┌─ Records provided

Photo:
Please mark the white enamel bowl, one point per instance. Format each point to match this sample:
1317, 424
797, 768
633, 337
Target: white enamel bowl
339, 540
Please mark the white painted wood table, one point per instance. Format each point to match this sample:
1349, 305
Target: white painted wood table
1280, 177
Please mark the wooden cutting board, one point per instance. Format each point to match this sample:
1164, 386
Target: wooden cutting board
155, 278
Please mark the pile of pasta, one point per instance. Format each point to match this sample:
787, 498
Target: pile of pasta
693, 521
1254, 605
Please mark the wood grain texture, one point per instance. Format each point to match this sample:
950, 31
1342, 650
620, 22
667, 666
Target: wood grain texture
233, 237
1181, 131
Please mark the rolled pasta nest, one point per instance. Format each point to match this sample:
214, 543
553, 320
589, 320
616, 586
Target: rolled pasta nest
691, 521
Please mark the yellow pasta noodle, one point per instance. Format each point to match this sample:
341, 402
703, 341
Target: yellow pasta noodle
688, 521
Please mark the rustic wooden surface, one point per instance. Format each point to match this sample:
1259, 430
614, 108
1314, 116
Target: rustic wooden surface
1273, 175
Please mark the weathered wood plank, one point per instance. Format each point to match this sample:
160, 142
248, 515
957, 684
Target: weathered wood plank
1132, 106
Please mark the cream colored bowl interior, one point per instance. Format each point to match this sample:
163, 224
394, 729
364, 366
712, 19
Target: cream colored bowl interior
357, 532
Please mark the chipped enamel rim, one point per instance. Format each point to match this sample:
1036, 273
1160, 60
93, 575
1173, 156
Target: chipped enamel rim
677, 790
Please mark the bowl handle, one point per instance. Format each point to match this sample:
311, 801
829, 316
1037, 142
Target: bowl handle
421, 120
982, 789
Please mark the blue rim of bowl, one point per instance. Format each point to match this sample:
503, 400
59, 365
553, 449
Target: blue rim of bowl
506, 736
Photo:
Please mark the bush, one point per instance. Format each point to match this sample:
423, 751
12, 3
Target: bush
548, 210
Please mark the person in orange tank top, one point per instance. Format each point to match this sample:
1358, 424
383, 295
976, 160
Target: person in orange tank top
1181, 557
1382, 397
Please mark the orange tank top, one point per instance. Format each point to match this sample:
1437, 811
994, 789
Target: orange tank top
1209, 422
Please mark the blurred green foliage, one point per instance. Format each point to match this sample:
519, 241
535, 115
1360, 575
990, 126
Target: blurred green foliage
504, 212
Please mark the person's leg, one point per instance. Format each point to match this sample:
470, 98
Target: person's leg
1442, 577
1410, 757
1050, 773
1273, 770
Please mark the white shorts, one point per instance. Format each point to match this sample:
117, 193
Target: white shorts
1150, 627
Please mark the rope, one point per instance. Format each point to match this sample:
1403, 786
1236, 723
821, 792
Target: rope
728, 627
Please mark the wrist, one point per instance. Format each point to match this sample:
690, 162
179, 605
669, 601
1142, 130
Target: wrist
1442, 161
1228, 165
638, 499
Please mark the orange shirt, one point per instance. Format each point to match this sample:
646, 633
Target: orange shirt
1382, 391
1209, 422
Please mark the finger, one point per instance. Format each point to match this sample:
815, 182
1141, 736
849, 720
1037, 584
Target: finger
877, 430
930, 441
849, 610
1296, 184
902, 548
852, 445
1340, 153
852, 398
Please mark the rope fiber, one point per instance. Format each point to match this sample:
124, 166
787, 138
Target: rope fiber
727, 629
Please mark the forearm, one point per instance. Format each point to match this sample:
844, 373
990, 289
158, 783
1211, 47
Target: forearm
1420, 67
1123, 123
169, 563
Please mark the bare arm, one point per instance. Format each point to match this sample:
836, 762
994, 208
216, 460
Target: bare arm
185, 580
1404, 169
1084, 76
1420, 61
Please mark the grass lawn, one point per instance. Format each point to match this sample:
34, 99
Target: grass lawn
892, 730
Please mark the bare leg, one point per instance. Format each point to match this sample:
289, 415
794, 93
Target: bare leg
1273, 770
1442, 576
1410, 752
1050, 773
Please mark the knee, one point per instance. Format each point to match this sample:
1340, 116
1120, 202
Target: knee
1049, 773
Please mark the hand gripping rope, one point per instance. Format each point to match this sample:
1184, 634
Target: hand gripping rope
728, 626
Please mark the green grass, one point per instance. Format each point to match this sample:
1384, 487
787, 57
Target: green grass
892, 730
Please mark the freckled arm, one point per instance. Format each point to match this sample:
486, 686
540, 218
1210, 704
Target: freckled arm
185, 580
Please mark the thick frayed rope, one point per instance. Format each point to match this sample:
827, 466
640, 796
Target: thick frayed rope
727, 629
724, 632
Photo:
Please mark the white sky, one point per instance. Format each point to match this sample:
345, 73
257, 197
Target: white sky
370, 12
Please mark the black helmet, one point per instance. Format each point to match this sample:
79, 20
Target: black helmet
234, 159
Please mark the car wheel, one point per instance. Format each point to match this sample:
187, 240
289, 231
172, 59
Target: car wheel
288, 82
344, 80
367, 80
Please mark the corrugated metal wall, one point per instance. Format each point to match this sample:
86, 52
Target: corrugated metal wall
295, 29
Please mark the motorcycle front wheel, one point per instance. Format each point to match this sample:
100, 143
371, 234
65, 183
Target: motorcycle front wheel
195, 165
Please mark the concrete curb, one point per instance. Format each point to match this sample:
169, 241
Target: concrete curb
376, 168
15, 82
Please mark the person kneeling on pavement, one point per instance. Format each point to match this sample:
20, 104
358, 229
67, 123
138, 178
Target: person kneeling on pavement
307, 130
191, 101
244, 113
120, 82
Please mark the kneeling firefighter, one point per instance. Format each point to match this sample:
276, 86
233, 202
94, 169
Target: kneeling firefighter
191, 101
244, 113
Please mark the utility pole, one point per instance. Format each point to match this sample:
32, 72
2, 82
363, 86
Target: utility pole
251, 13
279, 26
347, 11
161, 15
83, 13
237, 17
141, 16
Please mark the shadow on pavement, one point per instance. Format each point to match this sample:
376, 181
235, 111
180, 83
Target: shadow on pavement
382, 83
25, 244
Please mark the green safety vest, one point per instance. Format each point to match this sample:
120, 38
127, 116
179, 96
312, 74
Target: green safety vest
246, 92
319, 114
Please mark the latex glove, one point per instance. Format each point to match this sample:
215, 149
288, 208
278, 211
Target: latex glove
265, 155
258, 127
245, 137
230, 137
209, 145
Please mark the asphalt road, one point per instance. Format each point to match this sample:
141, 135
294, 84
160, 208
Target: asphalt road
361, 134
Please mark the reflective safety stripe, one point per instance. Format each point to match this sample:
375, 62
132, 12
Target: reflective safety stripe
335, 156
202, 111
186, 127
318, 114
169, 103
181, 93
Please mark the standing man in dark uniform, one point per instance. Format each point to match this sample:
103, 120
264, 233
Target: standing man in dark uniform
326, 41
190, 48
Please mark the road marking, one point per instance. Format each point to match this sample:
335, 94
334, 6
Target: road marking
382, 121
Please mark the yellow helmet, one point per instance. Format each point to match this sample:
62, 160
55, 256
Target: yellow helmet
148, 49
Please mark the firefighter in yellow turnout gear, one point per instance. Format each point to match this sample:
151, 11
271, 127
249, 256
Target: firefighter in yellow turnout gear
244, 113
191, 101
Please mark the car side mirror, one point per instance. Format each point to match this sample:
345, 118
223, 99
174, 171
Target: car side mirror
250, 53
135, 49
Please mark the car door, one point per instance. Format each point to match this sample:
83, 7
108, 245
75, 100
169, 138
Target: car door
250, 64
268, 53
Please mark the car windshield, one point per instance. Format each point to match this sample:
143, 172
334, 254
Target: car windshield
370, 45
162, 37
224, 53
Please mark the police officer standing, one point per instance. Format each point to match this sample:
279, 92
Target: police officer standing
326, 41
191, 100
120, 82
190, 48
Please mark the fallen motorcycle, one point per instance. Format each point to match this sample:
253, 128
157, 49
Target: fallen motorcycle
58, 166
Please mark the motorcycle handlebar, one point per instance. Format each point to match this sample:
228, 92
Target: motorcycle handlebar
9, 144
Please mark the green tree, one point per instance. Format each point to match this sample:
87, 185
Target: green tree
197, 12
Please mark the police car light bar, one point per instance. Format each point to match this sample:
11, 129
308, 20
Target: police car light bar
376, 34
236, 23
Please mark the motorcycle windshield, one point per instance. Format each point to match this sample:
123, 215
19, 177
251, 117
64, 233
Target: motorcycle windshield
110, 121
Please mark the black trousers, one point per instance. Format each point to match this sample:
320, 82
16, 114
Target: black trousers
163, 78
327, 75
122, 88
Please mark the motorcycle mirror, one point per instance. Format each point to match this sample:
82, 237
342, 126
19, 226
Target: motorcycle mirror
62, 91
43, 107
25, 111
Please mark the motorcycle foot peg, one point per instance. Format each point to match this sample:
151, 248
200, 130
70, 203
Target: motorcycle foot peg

└─

What is expected => Within the listing above, work out the number of lines that hold "foot", and give that number alone.

Expected answer => 2